▽

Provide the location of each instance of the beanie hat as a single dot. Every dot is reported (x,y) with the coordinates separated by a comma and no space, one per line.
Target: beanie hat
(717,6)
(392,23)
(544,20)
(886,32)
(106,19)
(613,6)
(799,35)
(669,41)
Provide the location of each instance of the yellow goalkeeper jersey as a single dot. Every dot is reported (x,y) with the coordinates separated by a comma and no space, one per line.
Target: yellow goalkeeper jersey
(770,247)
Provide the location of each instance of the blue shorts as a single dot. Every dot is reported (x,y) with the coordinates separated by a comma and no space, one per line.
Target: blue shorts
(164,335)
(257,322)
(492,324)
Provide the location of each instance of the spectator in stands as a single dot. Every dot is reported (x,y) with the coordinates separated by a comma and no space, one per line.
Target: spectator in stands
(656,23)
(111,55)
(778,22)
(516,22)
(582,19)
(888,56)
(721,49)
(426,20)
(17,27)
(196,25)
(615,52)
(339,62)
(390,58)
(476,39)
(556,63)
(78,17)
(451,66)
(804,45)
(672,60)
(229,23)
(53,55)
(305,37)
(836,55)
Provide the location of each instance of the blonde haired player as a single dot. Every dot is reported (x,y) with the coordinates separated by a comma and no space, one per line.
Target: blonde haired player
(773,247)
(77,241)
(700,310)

△

Exercise:
Write out everything from the line containing "Provide the location of each instance of the blonde" down to the end of the items above, keeping every line unchanged.

The completed task:
Provide the location of each instance of the blonde haired player as a single dot. Every dot is reported (x,y) with the coordinates separated by a comma and no space, one per line.
Target: blonde haired player
(773,247)
(77,241)
(700,310)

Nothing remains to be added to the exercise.